(STATED GOAL A): Please rewrite the MTU passage from "Reply to request 12" to "out (size 1416)", substituting "Response" for "Reply".
(STATED GOAL B): According to the MTU passage, what do the 'M's in the first ping output indicate?
(STATED GOAL C): Extend the MTU passage onward from its last line.

(SELECTION):
——————————

Now let's take a look how the GRE tunneling and IPsec encryption affect the throughput: what's the maximum packet size we can send though? First let's try to send a regular 1500 byte packet with the DF-bit: this is a field in the IP header, if the DF-bit is set to 1 the routers cannot fragment the packet so we can determine the MTU.

R4#ping 172.16.2.5 size 1500 df-bit
Type escape sequence to abort.
Sending 5, 1500-byte ICMP Echos to 172.16.2.5, timeout is 2 seconds:
Packet sent with the DF bit set
M.M.M
Success rate is 0 percent (0/5)

Now we have 'M's meaning that the router cannot fragment the packet. Let's try to determine what's the maximum packet size we can send through without fragmentation. To do that we run a ping sweep. We run an extended ping with increasing sizes of payload starting from 1400 bytes to 1450 bytes:

Sending 51, [1400..1450]-byte ICMP Echos to 172.16.2.5, timeout is 2 seconds:
Packet sent with a source address of 192.168.1.4
Packet sent with the DF bit set
Reply to request 0 (10 ms) (size 1400)
Reply to request 1 (9 ms) (size 1401)
Reply to request 2 (9 ms) (size 1402)
Reply to request 3 (9 ms) (size 1403)
Reply to request 4 (9 ms) (size 1404)
Reply to request 5 (9 ms) (size 1405)
Reply to request 6 (8 ms) (size 1406)
Reply to request 7 (9 ms) (size 1407)
Reply to request 8 (8 ms) (size 1408)
Reply to request 9 (8 ms) (size 1409)
Reply to request 10 (9 ms) (size 1410)
Reply to request 11 (8 ms) (size 1411)
Reply to request 12 (8 ms) (size 1412)
Reply to request 13 (9 ms) (size 1413)
Reply to request 14 (8 ms) (size 1414)
Unreachable from 192.168.1.1, maximum MTU 1414 (size 1415)
Request 16 timed out (size 1416)
Unreachable from 192.168.1.1, maximum MTU 1414 (size 1417)
Request 18 timed out (size 1418)

——————————

(GIVEN DATA):
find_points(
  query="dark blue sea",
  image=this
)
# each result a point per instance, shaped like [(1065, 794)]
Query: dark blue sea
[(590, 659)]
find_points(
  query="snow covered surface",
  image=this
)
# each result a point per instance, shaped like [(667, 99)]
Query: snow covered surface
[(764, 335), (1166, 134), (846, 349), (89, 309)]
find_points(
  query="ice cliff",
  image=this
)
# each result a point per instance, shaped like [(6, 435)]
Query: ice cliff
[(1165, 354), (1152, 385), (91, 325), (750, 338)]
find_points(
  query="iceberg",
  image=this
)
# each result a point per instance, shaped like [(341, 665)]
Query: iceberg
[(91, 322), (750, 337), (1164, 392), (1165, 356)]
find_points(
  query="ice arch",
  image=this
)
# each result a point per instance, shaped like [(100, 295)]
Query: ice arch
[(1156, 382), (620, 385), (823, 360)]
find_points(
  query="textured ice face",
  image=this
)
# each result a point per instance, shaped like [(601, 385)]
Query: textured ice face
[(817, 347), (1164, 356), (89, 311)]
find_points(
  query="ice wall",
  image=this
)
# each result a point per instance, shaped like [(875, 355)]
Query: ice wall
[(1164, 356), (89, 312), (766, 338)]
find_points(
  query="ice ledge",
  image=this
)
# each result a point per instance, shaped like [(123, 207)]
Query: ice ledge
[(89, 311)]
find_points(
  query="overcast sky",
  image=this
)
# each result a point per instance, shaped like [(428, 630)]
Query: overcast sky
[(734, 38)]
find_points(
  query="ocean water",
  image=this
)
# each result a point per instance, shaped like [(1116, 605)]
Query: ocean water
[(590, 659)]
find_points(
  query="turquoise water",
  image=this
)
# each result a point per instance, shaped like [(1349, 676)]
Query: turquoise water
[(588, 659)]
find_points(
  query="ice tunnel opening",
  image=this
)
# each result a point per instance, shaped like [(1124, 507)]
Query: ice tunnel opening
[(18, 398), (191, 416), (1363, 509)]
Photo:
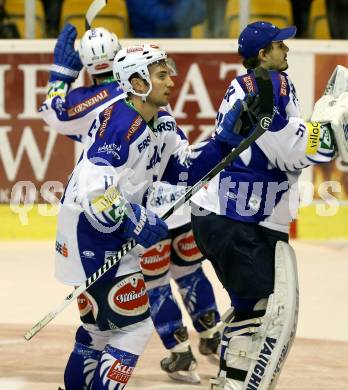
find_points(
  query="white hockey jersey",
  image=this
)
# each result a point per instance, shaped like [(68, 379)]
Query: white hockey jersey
[(260, 185), (124, 151)]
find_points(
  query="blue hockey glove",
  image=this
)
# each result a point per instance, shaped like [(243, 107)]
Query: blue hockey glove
[(144, 226), (239, 121), (67, 63)]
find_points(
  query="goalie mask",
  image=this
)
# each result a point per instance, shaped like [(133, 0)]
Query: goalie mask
[(136, 60), (97, 50)]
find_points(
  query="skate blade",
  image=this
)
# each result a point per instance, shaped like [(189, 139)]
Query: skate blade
[(213, 359), (185, 376)]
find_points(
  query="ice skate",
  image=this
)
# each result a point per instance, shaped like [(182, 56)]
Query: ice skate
[(181, 366)]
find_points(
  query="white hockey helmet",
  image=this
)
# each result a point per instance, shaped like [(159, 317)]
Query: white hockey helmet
[(97, 50), (136, 59)]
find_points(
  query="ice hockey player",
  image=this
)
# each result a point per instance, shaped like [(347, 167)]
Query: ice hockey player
[(247, 208)]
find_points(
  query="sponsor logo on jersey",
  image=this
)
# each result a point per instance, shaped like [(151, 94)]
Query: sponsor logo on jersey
[(248, 82), (161, 197), (144, 144), (135, 48), (88, 254), (120, 372), (261, 364), (112, 149), (165, 126), (128, 297), (107, 115), (283, 85), (110, 197), (254, 202), (134, 127), (313, 137), (109, 254), (156, 157), (101, 66), (156, 260), (186, 248), (62, 248), (88, 103), (345, 131), (84, 304)]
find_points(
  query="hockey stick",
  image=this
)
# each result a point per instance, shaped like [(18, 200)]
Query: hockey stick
[(93, 11), (264, 121)]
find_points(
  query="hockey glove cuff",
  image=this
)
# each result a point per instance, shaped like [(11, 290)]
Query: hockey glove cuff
[(67, 63)]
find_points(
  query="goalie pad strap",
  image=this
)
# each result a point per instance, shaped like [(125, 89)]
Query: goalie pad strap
[(235, 373)]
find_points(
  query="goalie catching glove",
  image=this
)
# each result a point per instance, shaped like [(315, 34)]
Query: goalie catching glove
[(332, 108)]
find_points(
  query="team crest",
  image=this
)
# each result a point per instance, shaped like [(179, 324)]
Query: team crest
[(129, 297), (156, 260)]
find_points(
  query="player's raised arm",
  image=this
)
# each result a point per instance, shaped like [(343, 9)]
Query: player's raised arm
[(72, 111)]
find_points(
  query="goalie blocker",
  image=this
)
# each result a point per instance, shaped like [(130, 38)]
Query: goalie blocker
[(332, 109)]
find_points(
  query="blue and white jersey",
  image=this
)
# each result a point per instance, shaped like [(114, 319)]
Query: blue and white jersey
[(162, 196), (121, 151), (73, 113), (260, 185)]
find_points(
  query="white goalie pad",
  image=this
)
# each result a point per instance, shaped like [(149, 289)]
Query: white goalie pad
[(260, 346), (333, 107), (279, 324)]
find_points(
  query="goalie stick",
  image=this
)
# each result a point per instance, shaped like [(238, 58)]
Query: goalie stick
[(95, 7), (265, 89)]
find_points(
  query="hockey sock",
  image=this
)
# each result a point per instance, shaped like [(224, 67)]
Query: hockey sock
[(82, 362), (165, 313), (114, 369), (198, 296)]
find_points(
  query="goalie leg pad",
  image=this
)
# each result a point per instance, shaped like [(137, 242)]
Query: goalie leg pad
[(258, 347)]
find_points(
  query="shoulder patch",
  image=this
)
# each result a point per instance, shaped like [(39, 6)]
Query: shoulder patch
[(134, 127), (88, 103), (106, 118)]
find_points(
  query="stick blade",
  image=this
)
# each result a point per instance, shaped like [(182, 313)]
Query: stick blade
[(93, 10)]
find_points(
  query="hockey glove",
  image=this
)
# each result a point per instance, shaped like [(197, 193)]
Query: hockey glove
[(67, 63), (239, 121), (144, 226)]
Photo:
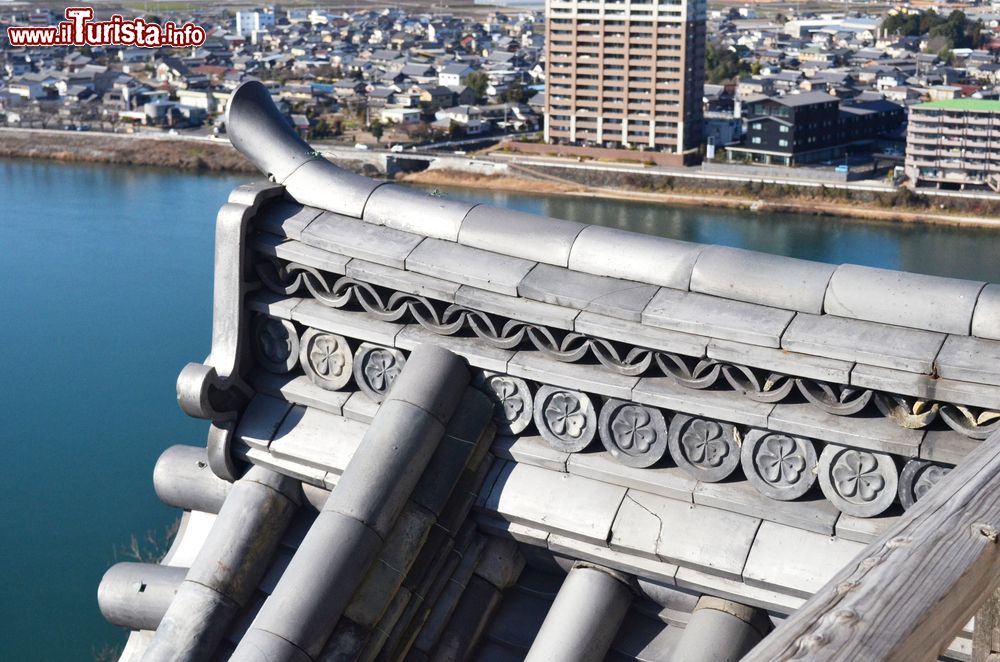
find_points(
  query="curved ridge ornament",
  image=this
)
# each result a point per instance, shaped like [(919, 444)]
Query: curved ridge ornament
[(905, 411), (838, 399), (917, 478), (758, 384), (275, 344), (973, 422)]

——————————

(EXPECTED OUTPUT A):
Response to request 12 (8 ms) (size 1412)
Response to request 13 (9 ms) (size 1413)
Response to request 14 (8 ms) (size 1414)
Unreachable from 192.168.1.1, maximum MTU 1414 (size 1415)
Request 16 timed out (size 1416)

(EXPECTED OUTPUT B): They mean that the router cannot fragment the packet.

(EXPECTED OUTPUT C):
<...output omitted...>

So the MTU should be 1414 bytes according to the output above. Couldn't we just calculate this beforehand? Actually not really, this value is very hard to predict, many things depend on the AES block encryption size, usually we just pick a general value which is usually 1400 bytes. If we had just GRE without IPsec, the calculation would be very simple: we have an additional IP header (-20 bytes) and a GRE header (-4 bytes), so without IPsec the MTU would reduce by 24 bytes. With IPsec and encryption we can't calculate this exactly. So a packet with 1415 bytes should not go though without fragmentation:

R4#ping 172.16.2.5 df-bit size 1415
Type escape sequence to abort.
Sending 5, 1415-byte ICMP Echos to 172.16.2.5, timeout is 2 seconds:
Packet sent with the DF bit set
M.M.M
Success rate is 0 percent (0/5)

But why do we do really care about fragmentation? Because fragmentation is done by the CPU on the routers, the packets will be software-switched which is not just slow but it can also hit the CPU utilization. We should offload the fragmentation to the end hosts, the encrypted packets should not be fragmented, the routers should only do the encryption. So again as rule of thumb we just pick 1400 bytes and set MTU on the tunnel interface. And end hosts supporting Path MTU Discovery (PMTUD) should adjust their MTU to 1400 bytes.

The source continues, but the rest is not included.